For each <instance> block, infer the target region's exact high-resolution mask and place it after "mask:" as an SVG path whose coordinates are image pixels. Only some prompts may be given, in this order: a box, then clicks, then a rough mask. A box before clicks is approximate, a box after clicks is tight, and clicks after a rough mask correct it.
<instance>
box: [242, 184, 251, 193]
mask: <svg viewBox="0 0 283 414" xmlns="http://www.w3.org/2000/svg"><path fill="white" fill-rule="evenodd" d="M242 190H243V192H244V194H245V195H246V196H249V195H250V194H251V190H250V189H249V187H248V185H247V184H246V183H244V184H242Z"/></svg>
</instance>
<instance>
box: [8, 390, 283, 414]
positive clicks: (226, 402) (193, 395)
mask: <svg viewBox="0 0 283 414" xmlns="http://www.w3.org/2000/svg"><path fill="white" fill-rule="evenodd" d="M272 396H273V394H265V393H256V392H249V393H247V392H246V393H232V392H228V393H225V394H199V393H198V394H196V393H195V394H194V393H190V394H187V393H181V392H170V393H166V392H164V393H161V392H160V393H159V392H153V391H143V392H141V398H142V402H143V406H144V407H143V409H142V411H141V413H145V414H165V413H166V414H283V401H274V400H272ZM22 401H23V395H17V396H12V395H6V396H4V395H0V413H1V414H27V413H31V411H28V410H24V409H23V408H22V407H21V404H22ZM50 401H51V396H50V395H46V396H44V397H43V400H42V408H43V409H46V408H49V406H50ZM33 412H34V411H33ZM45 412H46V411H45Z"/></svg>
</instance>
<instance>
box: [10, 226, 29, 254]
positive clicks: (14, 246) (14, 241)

----

> [Directive]
Copy the material word for word, starting at its first line and stopping after the line that contains "box: [242, 184, 251, 193]".

> [Response to the exercise]
For each <instance> block, infer the target region's exact high-resolution mask and place it after "mask:" as an SVG path whose coordinates are image pixels. Only some prompts may be given, in this order: a box, then clicks, then a rough mask. A box before clicks is approximate, a box after clicks is tight, and clicks after a rough mask correct it.
<instance>
box: [242, 184, 251, 193]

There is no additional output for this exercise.